ФРАГМЕНТ ДОКУМЕНТА:
Старая тетрадь

 Рубрика • Паломничество •

Традиционное летнее паломничество редакция (в прежнем составе – Игоря Иванова и Михаила Сизова) совершила нынче, как мы уже сообщали, в костромские пределы. Именно из этих земель почти три столетия назад призван был первый из династии Романовых – Михаил Федорович, здесь располагалось родовое его имение, здесь он незадолго до призвания был спасен крестьянином Иваном Сусаниным.

Конечно, 400-летие со дня рождения первого царя династии Романовых Михаила Федоровича – не главная причина выбора именно этого маршрута. Это паломничество мы ощущали не только в расстоянии, но как бы и во времени: из смуты и разброда наших дней – в Великую Смуту междуцарствия начала XVII века. Немало прошло лет, но сколь удивительно многое перекликается сегодня с тем временем!

Царь Михаил Федорович

Костромской край в ту лихую годину пережил то же, что и вся Русь: набеги иноземных и инославных, раззор, голод, безвластие. “Русь пережила не просто иноплеменное нашествие, – пишет современный историк, – мало ли их в нашей истории было. Ужас пережитого состоял в помрачении духа и воли, в отступлении от правды и древних заветов, в утрате разума… Нашествие, измены, разорение стали следствием. В Кремле засели иноверцы, не в поле ратном одолевшие россиян: волею самих московских людей, из власть предержащих, были они званы и с честью введены в стены стольного града. Ведь держался же Смоленск, не далась врагу Троице-Сергиева обитель… Чудесным образом явил себя Божий Промысл: обратил Господь гнев на милость – и истекавшая кровью Русь стала залечивать раны, набираться сил, а бывшие притеснители бросились разорять и жечь собственную страну, и польскому королю стало не до Руси… Кончилась Великая Смута. И продолжилась в Русской земле вековая работа для превращения Божией правды в правду реальной действительности”.

ЧТО НУЖНО СДЕЛАТЬ:
[A] Перескажите короче абзац очерка о паломничестве, который начинается словами «Традиционное летнее паломничество». Сохраните все главные факты.
[B] Допишите очерк о паломничестве в костромской край: дайте продолжение после его последнего абзаца.

СОХРАНЁННЫЕ ДАННЫЕ:

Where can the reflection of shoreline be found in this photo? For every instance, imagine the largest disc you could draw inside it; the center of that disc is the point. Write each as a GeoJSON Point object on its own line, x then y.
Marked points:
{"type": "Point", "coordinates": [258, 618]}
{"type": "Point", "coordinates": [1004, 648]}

РЕЗУЛЬТАТЫ ЗАДАНИЙ:
[A] Этим летом редакция (Игорь Иванов и Михаил Сизов) снова совершила традиционное паломничество, на этот раз в костромские края. Отсюда почти три столетия назад был призван первый царь из Романовых, Михаил Федорович. Здесь было его родовое имение, и здесь незадолго до призвания его спас крестьянин Иван Сусанин.

[B]
Именно отсюда, из глухого тогда Костромского края (да и сейчас-то разве не глухие это края?), явилось возрождение державности много лет назад. Почему? Только ли оттого, что здесь было имение бояр Романовых? Такие же, еще большие имения были у них по всей Руси. Неведомы нам пути Господни, только давно замечено, что все великое является из пустыни… Главное – здесь тогда нашлись люди, готовые жертвовать своим достоянием и самой жизнью за веру и Отечество. Помним ли мы их, храним ли их заветы и каковы мы в сравнении с ними?..

Итак, в путь. Благослови Господь!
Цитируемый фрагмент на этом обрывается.